* WHAT THE TASK ASKS:
Below are lines of data, and only some are wanted. Please repeat exactly those from the line that has "407L31 470L52 440L50" through the line that has "box: [0, 287, 310, 1132]".

*-*-*

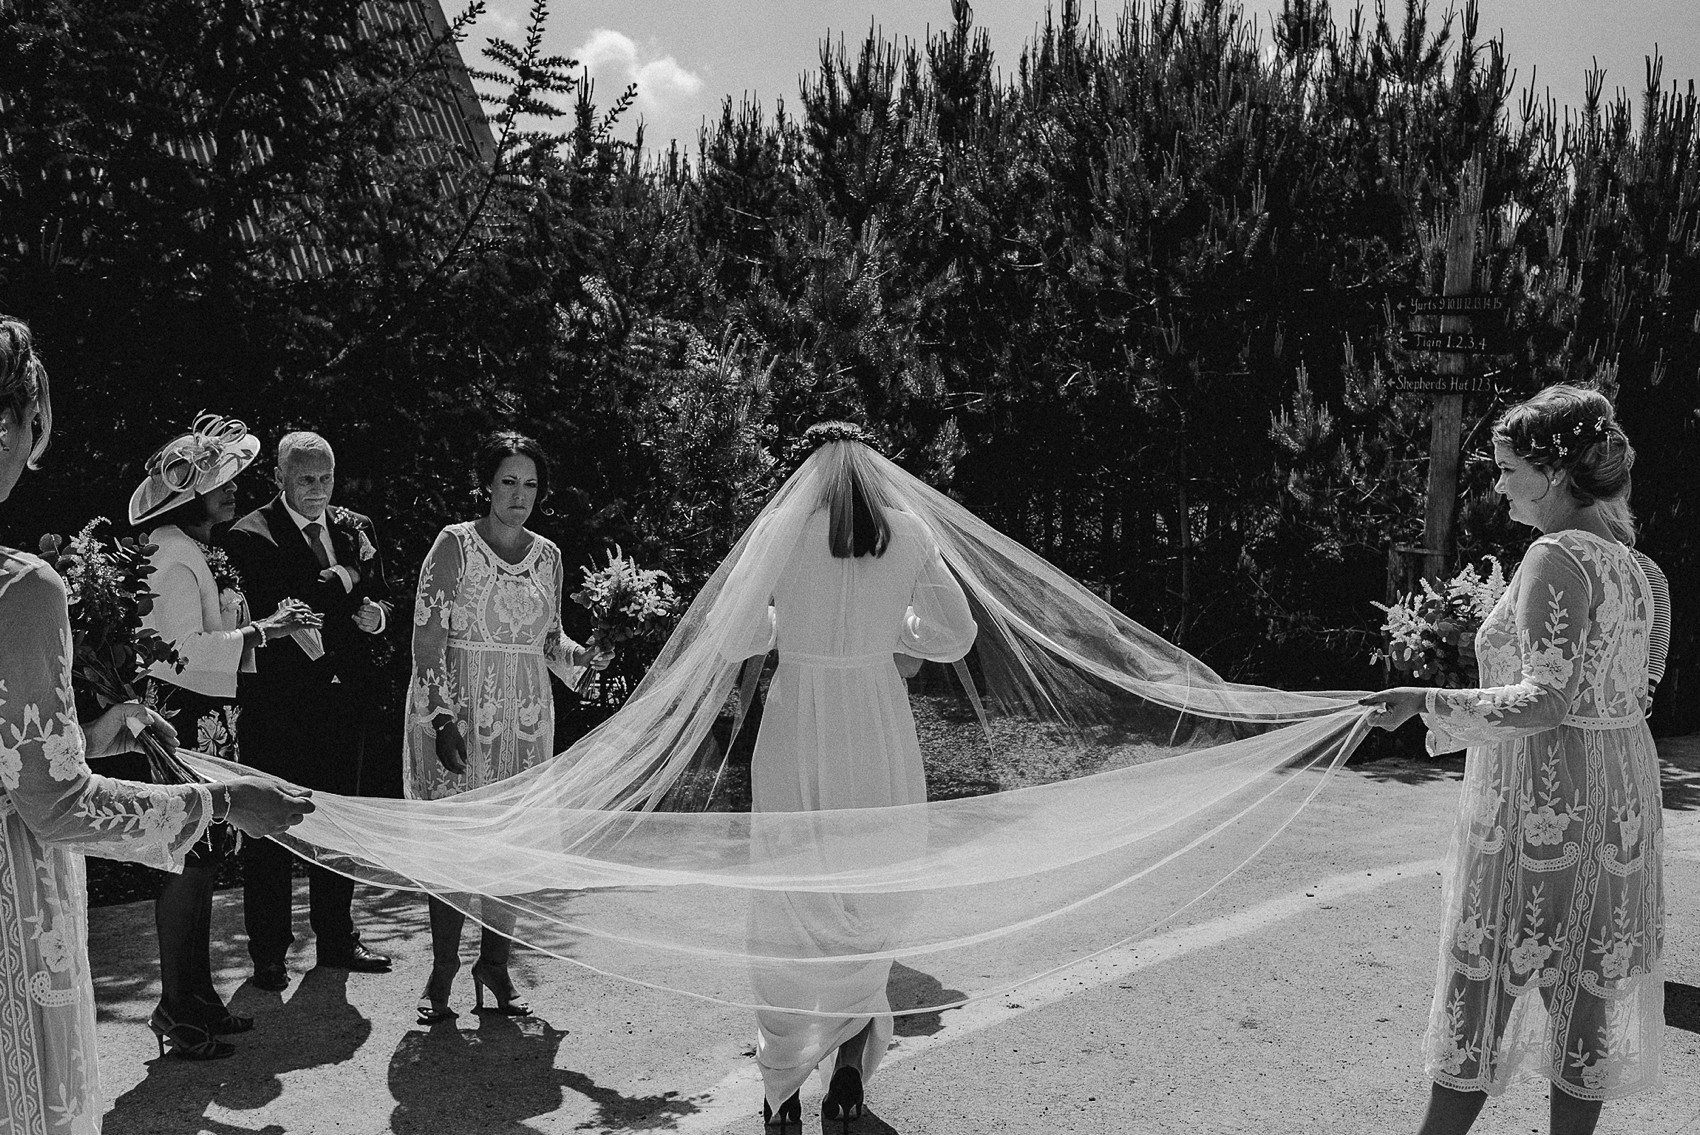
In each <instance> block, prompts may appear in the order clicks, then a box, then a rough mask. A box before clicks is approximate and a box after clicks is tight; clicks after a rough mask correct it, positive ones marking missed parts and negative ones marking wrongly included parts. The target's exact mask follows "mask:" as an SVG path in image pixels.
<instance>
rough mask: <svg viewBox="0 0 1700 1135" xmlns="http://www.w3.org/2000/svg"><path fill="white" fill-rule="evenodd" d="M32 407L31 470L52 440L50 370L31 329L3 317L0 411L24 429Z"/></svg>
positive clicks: (30, 457)
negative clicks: (31, 406) (26, 420)
mask: <svg viewBox="0 0 1700 1135" xmlns="http://www.w3.org/2000/svg"><path fill="white" fill-rule="evenodd" d="M31 406H36V416H37V426H36V428H37V437H36V443H34V449H31V452H29V467H31V469H37V467H39V466H41V457H42V454H46V452H48V440H49V438H51V437H53V398H51V396H49V391H48V369H46V367H44V365H41V359H37V357H36V340H34V336H32V335H31V333H29V325H27V323H24V321H22V319H17V318H14V316H7V314H0V409H10V411H12V420H14V421H17V423H20V425H22V421H24V420H26V418H27V416H29V408H31Z"/></svg>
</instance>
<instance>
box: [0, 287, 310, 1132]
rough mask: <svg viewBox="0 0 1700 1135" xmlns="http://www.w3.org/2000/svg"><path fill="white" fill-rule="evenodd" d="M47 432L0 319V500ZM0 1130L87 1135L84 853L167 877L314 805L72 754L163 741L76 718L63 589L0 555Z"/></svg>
mask: <svg viewBox="0 0 1700 1135" xmlns="http://www.w3.org/2000/svg"><path fill="white" fill-rule="evenodd" d="M51 435H53V403H51V399H49V392H48V370H46V367H42V364H41V360H39V359H37V357H36V350H34V343H32V342H31V333H29V326H27V325H24V323H22V321H20V319H12V318H8V316H0V501H5V500H7V496H10V494H12V486H14V484H17V479H19V477H20V476H22V472H24V467H26V466H29V467H37V466H39V464H41V457H42V454H44V452H46V449H48V440H49V437H51ZM0 683H3V688H5V700H3V702H0V975H3V980H0V1050H3V1052H5V1077H3V1079H5V1086H7V1091H5V1094H3V1098H0V1130H3V1132H42V1133H51V1135H99V1132H100V1113H102V1101H100V1076H99V1067H100V1055H99V1052H95V994H94V982H92V980H90V977H88V951H87V941H88V909H87V894H85V890H83V863H82V856H83V855H102V856H107V858H116V860H129V861H133V863H148V865H153V867H160V868H163V870H180V868H182V863H184V858H185V856H187V855H189V851H190V848H194V844H195V843H199V841H201V838H202V836H204V834H206V829H207V826H209V824H214V822H221V821H228V822H229V824H233V826H236V827H238V829H240V831H243V833H246V834H250V836H272V834H277V833H280V831H284V829H287V827H291V826H292V824H296V822H299V821H301V816H303V812H311V810H313V802H311V800H309V799H308V795H306V793H303V792H301V790H297V788H289V787H280V785H275V783H272V782H267V780H260V778H257V776H238V778H235V780H228V782H223V783H218V785H204V783H194V785H172V787H163V785H138V783H131V782H124V780H112V778H109V776H97V775H94V773H90V771H88V765H87V763H85V759H83V758H85V756H107V754H111V753H117V751H121V749H124V748H126V746H127V744H131V741H129V739H131V732H129V726H131V722H138V724H139V726H143V727H146V729H151V731H153V732H155V736H156V737H158V739H160V743H161V744H165V746H167V748H175V732H173V731H172V727H170V724H167V722H165V719H163V717H160V715H158V714H155V712H153V710H150V709H146V707H143V705H114V707H112V709H109V710H107V712H105V714H102V715H100V717H97V719H95V720H92V722H88V727H87V731H85V729H83V727H82V724H80V722H78V719H77V705H75V702H73V700H71V625H70V618H68V615H66V596H65V581H63V579H59V576H58V574H56V573H54V571H53V569H51V567H49V566H48V564H44V562H42V561H41V559H37V557H34V556H27V554H24V552H17V551H12V549H7V547H0Z"/></svg>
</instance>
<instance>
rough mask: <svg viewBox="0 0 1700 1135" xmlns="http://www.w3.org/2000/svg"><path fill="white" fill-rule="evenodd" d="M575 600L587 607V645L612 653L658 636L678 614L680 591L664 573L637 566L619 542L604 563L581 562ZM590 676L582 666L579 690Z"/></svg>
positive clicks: (575, 594) (651, 640)
mask: <svg viewBox="0 0 1700 1135" xmlns="http://www.w3.org/2000/svg"><path fill="white" fill-rule="evenodd" d="M573 601H575V603H578V605H580V607H583V608H585V610H588V612H590V641H588V642H585V647H587V649H590V651H592V652H604V651H607V652H612V654H615V656H619V652H621V651H622V649H624V647H627V646H631V644H636V642H660V641H661V639H665V637H666V632H668V630H670V629H672V624H673V617H675V615H678V593H677V591H673V584H672V583H668V574H666V573H665V571H658V569H655V567H648V569H646V567H639V566H638V561H634V559H631V557H629V556H626V554H624V552H622V551H621V547H619V545H617V544H615V545H614V551H612V552H609V562H607V564H604V566H602V567H585V586H581V588H580V590H578V591H573ZM627 676H629V675H627ZM590 678H592V671H590V669H587V671H585V675H583V678H581V683H580V690H583V685H588V681H590Z"/></svg>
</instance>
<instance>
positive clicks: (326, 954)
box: [320, 943, 389, 974]
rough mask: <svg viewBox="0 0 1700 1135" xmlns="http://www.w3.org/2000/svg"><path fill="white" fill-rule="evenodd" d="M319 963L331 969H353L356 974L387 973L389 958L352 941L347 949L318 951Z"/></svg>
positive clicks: (372, 973)
mask: <svg viewBox="0 0 1700 1135" xmlns="http://www.w3.org/2000/svg"><path fill="white" fill-rule="evenodd" d="M320 965H328V967H330V968H333V970H354V972H357V974H388V972H389V958H386V957H384V955H381V953H374V951H371V950H367V948H365V946H362V945H360V943H354V945H352V946H348V948H347V950H337V951H335V953H326V951H323V950H321V951H320Z"/></svg>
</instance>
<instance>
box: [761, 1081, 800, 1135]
mask: <svg viewBox="0 0 1700 1135" xmlns="http://www.w3.org/2000/svg"><path fill="white" fill-rule="evenodd" d="M762 1123H765V1125H767V1127H777V1128H779V1130H782V1132H784V1130H785V1125H787V1123H796V1125H797V1130H799V1132H801V1130H802V1093H801V1091H794V1093H791V1099H787V1101H785V1103H782V1104H779V1113H775V1111H774V1106H772V1104H770V1103H768V1101H767V1099H763V1101H762Z"/></svg>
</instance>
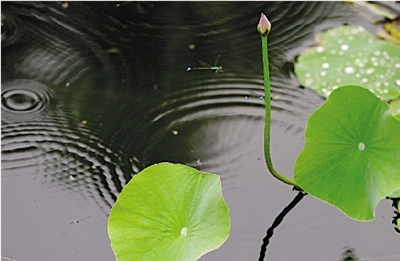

*-*-*

* RESPONSE TO THE TASK:
rough mask: <svg viewBox="0 0 1700 1135" xmlns="http://www.w3.org/2000/svg"><path fill="white" fill-rule="evenodd" d="M32 407L31 470L52 440L50 370L31 329L3 317L0 411L24 429Z"/></svg>
positive clicks: (30, 457)
negative clicks: (31, 406) (26, 420)
mask: <svg viewBox="0 0 1700 1135" xmlns="http://www.w3.org/2000/svg"><path fill="white" fill-rule="evenodd" d="M31 406H36V416H37V426H36V428H37V437H36V443H34V449H31V452H29V467H31V469H37V467H39V466H41V457H42V454H46V452H48V440H49V438H51V437H53V398H51V396H49V391H48V369H46V367H44V365H41V359H37V357H36V340H34V336H32V335H31V333H29V325H27V323H24V321H22V319H17V318H14V316H7V314H0V409H10V411H12V420H14V421H17V423H20V425H22V421H24V420H26V418H27V416H29V408H31Z"/></svg>
</instance>
<instance>
box: [0, 287, 310, 1132]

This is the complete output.